**WHAT THIS TASK INVOLVES**
From the first line to the last, write out the records exactly.

**DATA UNDER STUDY**
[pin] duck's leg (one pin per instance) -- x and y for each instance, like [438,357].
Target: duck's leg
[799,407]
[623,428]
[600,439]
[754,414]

**REPLY TO THE TASK**
[pin] duck's leg (one pin per instance) -- x and y for each instance, like [438,357].
Target: duck's leg
[799,407]
[623,428]
[600,439]
[754,414]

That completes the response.